Quoted passage:
Welcome to The Queue — your daily distraction of curated video content sourced from across the web. Today, we’re watching a video essay that looks at why Gen Z needs more slacker movies.
Taking its name from one of its inaugural entries (courtesy of the slacker movie king Richard Linklater), the slacker genre hit its stride in the 1990s. It was something in the air: a byproduct of Gen X’s defiant resistance to giving a fuck. Legends, the lot of them.
From The Big Lebowski to Reality Bites, slacker movies lean deep into entropy. They spotlight fringe figures with either no, or non-traditional ambition. But the slacker is not a nihilist. They have principles. And their refusal to participate in the rat race makes chilling with them feel like a much-needed short vacation.
For whatever reason, the genre tapered off in the 2000s, turning the principled slacker into the butt of a joke rather than the star of their own films. And as the video essay below convincingly argues, we need to find our way back to this generation’s slacker movie. In the age of the anti-work and lying flat movements, need more movies that disrupt the meritocracy myth and validate the value of fucking off and doing nothing.

Exercise a:
Answer these questions about the piece on slacker movies, one per line:
(i) In which decade did the slacker genre hit its stride?
(ii) Which two films are named at the start of the third paragraph?
(iii) What happened to the principled slacker when the genre tapered off in the 2000s?
The text and the records have no connection to each other.

Box-labeled dataset extracts
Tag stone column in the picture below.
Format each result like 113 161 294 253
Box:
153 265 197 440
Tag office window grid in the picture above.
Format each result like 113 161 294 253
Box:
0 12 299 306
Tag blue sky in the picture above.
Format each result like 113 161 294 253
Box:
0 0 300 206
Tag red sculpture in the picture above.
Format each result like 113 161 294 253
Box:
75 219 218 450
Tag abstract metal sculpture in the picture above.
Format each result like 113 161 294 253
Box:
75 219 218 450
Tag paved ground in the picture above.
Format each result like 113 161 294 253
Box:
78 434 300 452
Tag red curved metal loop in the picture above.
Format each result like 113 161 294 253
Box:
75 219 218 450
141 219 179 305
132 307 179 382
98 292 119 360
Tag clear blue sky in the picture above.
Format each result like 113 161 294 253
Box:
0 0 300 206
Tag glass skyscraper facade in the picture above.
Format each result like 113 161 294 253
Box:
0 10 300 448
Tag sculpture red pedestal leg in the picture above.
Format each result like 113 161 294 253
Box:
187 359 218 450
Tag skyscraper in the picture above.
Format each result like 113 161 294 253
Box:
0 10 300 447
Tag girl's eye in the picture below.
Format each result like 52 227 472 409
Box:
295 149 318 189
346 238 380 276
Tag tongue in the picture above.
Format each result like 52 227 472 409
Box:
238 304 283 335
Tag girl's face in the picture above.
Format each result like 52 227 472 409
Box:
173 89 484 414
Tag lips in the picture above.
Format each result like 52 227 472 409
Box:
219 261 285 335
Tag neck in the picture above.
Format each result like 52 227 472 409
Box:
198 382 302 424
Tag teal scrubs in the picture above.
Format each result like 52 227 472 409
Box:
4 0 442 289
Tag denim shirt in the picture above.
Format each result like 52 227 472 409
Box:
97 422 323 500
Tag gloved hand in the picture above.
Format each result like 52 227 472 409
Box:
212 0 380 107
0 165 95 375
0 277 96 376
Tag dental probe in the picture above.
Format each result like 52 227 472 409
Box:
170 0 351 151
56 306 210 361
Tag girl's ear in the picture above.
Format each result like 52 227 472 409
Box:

Exercise b:
Reproduce the lines of the records, with their requests, starting at the line containing "Tag dental probe in the picture above." and ending with the final line of the records, both included. Increase every box coordinate in the answers by 83.

Written reply a:
(i) The 1990s.
(ii) The Big Lebowski and Reality Bites.
(iii) The principled slacker became the butt of a joke rather than the star of their own films.

Written reply b:
Tag dental probe in the picture above.
Format each result like 52 227 472 409
Box:
253 83 434 234
139 389 293 444
Tag girl's ear in the picture above.
Format each result like 52 227 472 409
Box:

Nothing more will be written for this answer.